> WORK INSTRUCTION
In the review of The New Boy, write out the passage starting at "Sister Eileen takes" and ending at "is quite dead.", keeping every word and mark unchanged.

==== TEXT FOR ANALYSIS

Spiritual bonding: Cate Blanchett and Aswan Reid in ‘The New Boy’.
THE NEW BOY **** (116 minutes) M
Beautiful, lyrical and tinged with magical realism, the third feature film from Warwick Thornton (Samson and Delilah; Sweet Country) is a delicate exploration of faith and the collision of cultures.
Set in a remote Outback orphanage during World War 2, a troublesome aboriginal boy (Aswan Reid) is delivered to the fiery Sister Eileen (Cate Blanchett), who runs the place with fellow nun Sister Mum (Deborah Mailman) and indigenous work hand George (Wayne Blair).
Sister Eileen takes her role as a spiritual guide to her young charges very seriously – so seriously, in fact, that she keeps from informing head office that the priest who is supposed to be in charge is quite dead.
To keep any meddling from derailing the good work she believes her small team is doing in the service of God, she pretends to be the dead priest, writing upbeat letters assuring Catholic HQ that all is well and that the profits from their crops will continue to flow.

========
==== RECORDS SHOWN

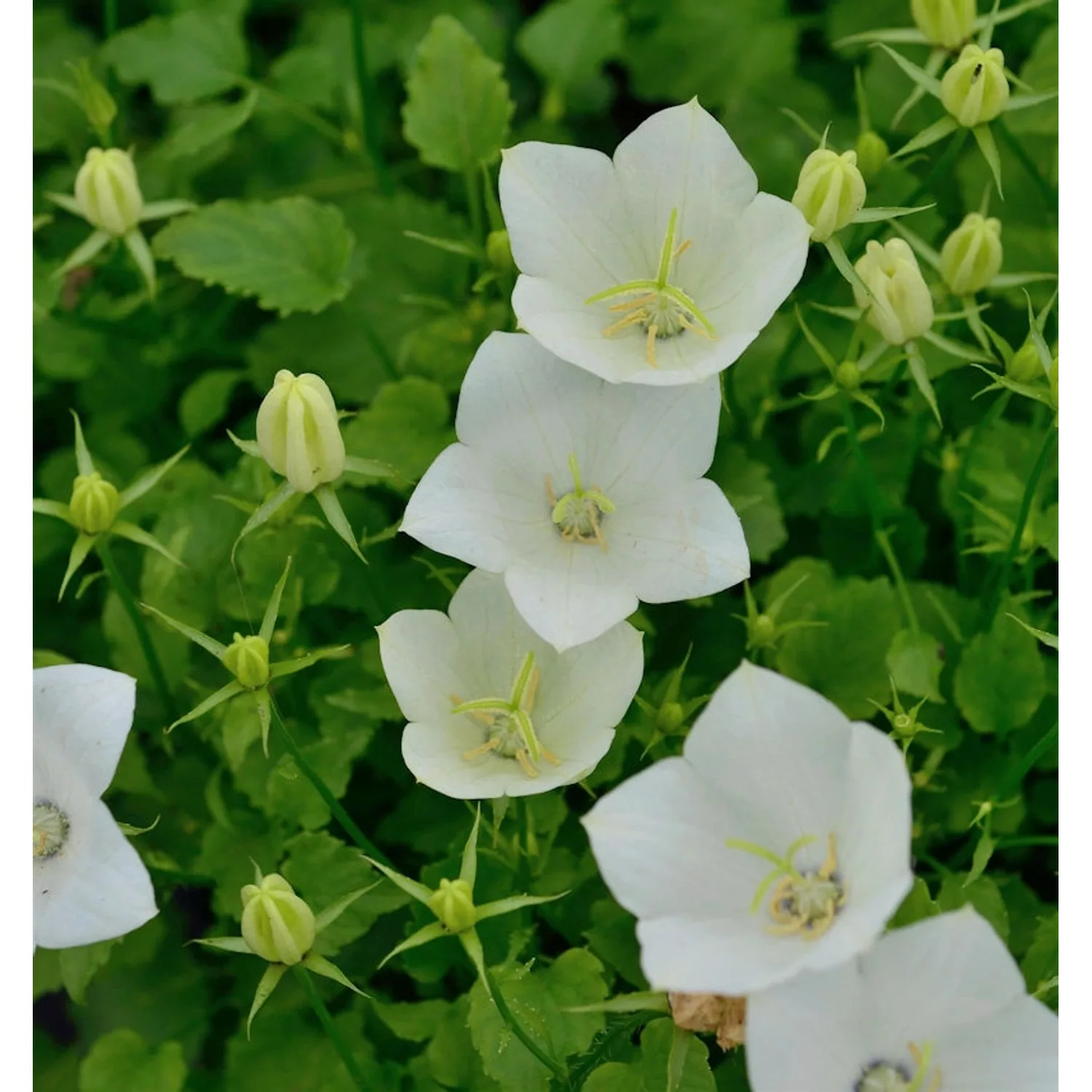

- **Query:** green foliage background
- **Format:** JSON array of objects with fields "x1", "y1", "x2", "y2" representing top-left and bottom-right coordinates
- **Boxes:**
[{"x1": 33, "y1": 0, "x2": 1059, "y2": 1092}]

========
==== RECORDS SHOWN

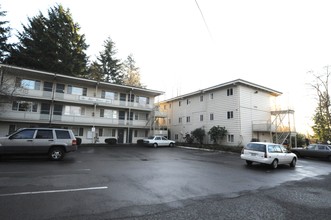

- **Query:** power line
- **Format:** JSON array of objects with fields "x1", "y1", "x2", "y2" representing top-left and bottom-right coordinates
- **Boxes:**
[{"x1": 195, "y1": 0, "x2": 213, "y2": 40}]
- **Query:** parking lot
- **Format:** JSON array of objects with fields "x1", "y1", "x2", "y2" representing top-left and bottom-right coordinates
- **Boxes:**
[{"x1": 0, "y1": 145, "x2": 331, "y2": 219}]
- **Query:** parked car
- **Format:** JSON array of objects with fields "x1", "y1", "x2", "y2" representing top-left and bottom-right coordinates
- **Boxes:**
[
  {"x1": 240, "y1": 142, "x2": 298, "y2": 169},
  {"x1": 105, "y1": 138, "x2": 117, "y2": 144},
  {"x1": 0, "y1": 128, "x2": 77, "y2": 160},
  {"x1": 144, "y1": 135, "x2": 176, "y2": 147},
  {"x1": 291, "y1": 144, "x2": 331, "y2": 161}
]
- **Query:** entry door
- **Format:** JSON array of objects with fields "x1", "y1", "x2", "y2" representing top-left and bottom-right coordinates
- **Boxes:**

========
==== RECORDS SHOWN

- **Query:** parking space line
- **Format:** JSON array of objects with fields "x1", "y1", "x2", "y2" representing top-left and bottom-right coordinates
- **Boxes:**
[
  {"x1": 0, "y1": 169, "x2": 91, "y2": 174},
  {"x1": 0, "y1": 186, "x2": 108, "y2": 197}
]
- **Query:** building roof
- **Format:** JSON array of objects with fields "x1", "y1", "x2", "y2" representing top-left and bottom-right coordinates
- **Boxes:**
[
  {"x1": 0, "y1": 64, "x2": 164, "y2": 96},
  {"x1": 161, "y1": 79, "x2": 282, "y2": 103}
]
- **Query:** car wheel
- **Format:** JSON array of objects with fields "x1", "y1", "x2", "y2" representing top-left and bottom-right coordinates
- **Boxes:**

========

> SOLUTION TO THIS PROBLEM
Sister Eileen takes her role as a spiritual guide to her young charges very seriously – so seriously, in fact, that she keeps from informing head office that the priest who is supposed to be in charge is quite dead.